# KUTIPAN UNTUK DIBACA:

# # # #

2. Faktor penyebab putusnya perkawinan
              Menurut Ter Haar, pada umumnya kerabat dan masyarakat menginginkan agar perkawinan yang sekali dilangsungkan dapat bertahan buat selama-lamanya. Tetapi dapat timbul keadaan-keadaan dimana kepentingan kerabat dan masyarakat menghendaki putusnya perkawinan. Disamping itu, juga ada hal-hal yang bersifat perseorangan oleh masyarakat dianggap sebagai alasan-alasan untuk bercerai. Menurutnya, perceraian bisa terjadi karena sebab-sebab: 1) istri mandul, cacat badan; 2) zinah yang dilakukan si istri; 3) atas permufakatan dan kemauan kedua belah pihak; 4) salah satu pihak melakukan kesalahan (schuldvraag), misalnya suami atau istri melanggar salah satu larangan-larangan adat, suami bepergian sekian lama atau istri pergi kerumah orangtuanya dan ia tidak kembali lagi pada suaminya; dan 5) demi kepentingan masyarakat, berdasarkan atas keadaan yang membahayakan dipandang dari sudut sihir (magie).[4]
              Ada beberapa sebab terjadinya perceraian dikalangan masyarakat asli Mentawai, antara lain:
  1. Katai arat, yakni salah satu pihak melakukan tindakan asusila seperti perzinahan atau perselingkuhan
  2. Pulalaje, yakni kondisi ekonomi yang tidak baik yang disebabkan suami tidak bertanggung jawab. Tidak bertanggung jawab disini bisa disebabkan suami yang pemalas (mabeili atau tak mamalak). Sebab kedua ini dahulu tidak ada.

# # # #

# TUGAS UNTUK DIKERJAKAN:
a – Sebutkan kelima sebab perceraian menurut Ter Haar yang dimuat dalam kutipan tentang putusnya perkawinan.
b – Lanjutkan kutipan tentang putusnya perkawinan mulai dari sesudah kalimat terakhirnya.

# PETIKAN KUMPULAN DATA:
# # # #

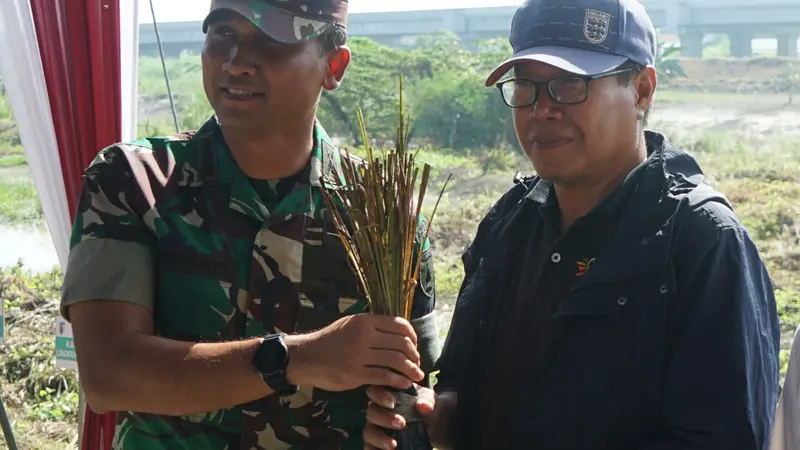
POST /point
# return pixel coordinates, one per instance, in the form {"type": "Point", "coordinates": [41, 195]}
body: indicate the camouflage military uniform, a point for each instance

# # # #

# JAWABAN LATIHAN:
a –
1) Istri mandul atau cacat badan.
2) Istri berzina.
3) Permufakatan dan kemauan kedua belah pihak.
4) Salah satu pihak melakukan kesalahan (schuldvraag), misalnya melanggar larangan adat, suami bepergian sekian lama, atau istri pulang ke rumah orang tuanya dan tidak kembali lagi kepada suaminya.
5) Kepentingan masyarakat, berdasarkan keadaan yang dipandang membahayakan dari sudut sihir (magie).

b –
c.    Mananakkou.  Salah satu pihak tidak jujur dan suka mencuri
  1. Tak mutoga. Salah satu pihak ditengarai tidak bisa memberikan keturunan karena mandul.
  2. Pagogolu. Adanya perselisihan (percekcokan) yang berkepanjangan yang sulit diatasi.
  3. Katutuitui. Istri pergi (minggat) tanpa izin suami
3. Akibat terhadap Harta Peninggalan
              Ada beberapa istilah yang sering dipakai untuk menyebut “harta” atau “kekayaan”, yaitu bibilet, gileijet, pukayoat atau tarimeu. Namun istilah “tarimeu” bagi orang Sipora dan Pagai sifatnya lebih khusus, yakni berupa harta kekayaan dalam bentuk binatang peliharaan (ternak). Dalam kebanyakan literatur hukum waris, sebagai konsekuensi dari kehidupan berumahtangga muncul istilah harta perkawinan atau harta pencarian bersama. Istilah-istilah itu secara khusus tidak dikenal oleh orang Mentawai kecuali istilah bibilet, gileijet, atau pukayoat.  Walaupun belum disepakati bersama, sebagian besar orang di Sipora ada yang menyebut harta pencarian bersama dengan istilah bibilet sigaba sikere, atau bibilet sigalai sikere.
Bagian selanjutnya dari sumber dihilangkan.